> [Exercise aim]
In the listing that follows, locate the line containing "Target: sandy soil" and the line containing "Target: wooden clothes pole". Retype exactly those two lines and every line between them, and nothing more.

> [Material for this task]
--------------------

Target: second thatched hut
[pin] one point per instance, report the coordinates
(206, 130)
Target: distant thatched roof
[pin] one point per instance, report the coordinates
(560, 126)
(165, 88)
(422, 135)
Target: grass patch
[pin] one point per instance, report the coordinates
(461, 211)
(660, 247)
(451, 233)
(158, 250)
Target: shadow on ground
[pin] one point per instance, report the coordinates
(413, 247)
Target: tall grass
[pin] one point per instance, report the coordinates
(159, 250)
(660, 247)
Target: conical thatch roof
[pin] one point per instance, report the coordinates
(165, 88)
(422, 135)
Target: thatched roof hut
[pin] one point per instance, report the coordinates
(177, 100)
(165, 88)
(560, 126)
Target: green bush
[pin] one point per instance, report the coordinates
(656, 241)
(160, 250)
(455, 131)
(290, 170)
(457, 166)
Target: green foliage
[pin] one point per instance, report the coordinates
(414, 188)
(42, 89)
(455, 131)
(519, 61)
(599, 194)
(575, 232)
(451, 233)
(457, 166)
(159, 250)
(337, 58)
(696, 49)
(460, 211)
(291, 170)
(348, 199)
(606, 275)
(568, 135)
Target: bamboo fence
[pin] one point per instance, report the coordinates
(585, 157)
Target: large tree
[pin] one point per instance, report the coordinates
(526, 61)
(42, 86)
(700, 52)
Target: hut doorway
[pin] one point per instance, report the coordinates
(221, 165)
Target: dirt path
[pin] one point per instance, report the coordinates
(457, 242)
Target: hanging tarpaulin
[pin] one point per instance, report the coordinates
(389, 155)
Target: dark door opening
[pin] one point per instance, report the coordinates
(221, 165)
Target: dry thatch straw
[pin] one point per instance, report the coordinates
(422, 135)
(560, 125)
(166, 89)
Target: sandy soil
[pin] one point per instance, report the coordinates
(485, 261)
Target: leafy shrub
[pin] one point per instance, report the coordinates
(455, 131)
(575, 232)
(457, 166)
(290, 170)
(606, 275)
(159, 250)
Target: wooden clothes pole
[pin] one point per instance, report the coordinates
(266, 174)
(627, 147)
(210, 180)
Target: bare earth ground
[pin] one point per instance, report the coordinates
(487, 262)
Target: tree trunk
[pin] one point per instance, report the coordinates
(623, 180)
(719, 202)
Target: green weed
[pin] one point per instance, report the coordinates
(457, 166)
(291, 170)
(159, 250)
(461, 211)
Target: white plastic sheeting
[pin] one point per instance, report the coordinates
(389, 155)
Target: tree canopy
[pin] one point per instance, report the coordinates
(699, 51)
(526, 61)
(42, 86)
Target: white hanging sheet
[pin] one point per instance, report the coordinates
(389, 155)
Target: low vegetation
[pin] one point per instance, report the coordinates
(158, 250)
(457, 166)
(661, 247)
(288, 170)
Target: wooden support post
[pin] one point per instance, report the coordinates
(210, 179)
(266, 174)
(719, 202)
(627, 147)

--------------------

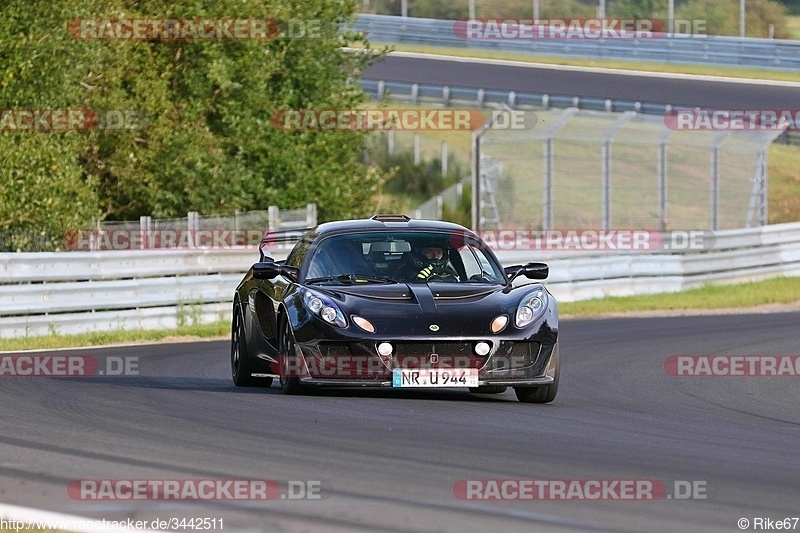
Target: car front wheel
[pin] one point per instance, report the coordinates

--------------------

> [Task answer]
Target: sandy soil
[pin] one point per instance, report the coordinates
(485, 261)
Target: leafy shrub
[pin] one point per instance, report the coordinates
(455, 131)
(575, 232)
(457, 166)
(290, 170)
(606, 275)
(159, 250)
Target: wooden clothes pole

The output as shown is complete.